## BEGIN Input records

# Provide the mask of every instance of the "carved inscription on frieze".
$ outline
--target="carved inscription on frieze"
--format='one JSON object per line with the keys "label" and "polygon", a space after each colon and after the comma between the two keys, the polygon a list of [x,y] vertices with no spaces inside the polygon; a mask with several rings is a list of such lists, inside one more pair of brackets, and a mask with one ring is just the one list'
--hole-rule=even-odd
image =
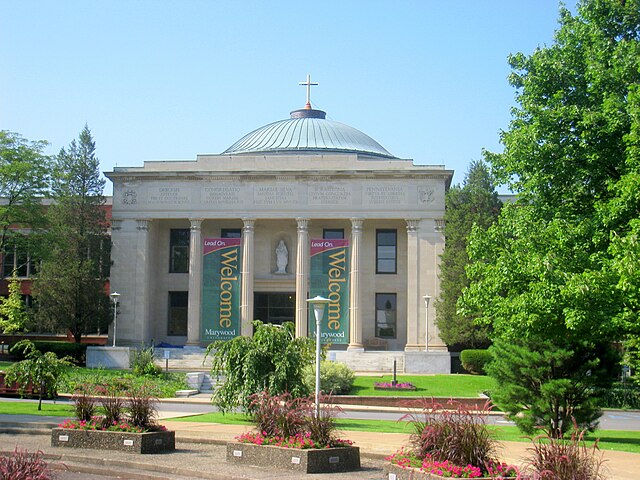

## END Input records

# What you should do
Turn the lines above into a numbered list, skipping any blank lines and leaving out the picture.

# Complete response
1. # Provide the mask of every instance of the "carved inscription on frieze".
2. $ outline
3. --target="carved inscription on frieze"
4. --format='one JSON object per line with the keys "label" and "polygon", a space after each colon and after the comma between the two keys, the polygon a list of [x,y] vertices with no spaces inside the polygon; a mask with several rings is a list of such lists, inside one more pair of brackets, and a mask with one ring is just the one list'
5. --hole-rule=even-odd
6. image =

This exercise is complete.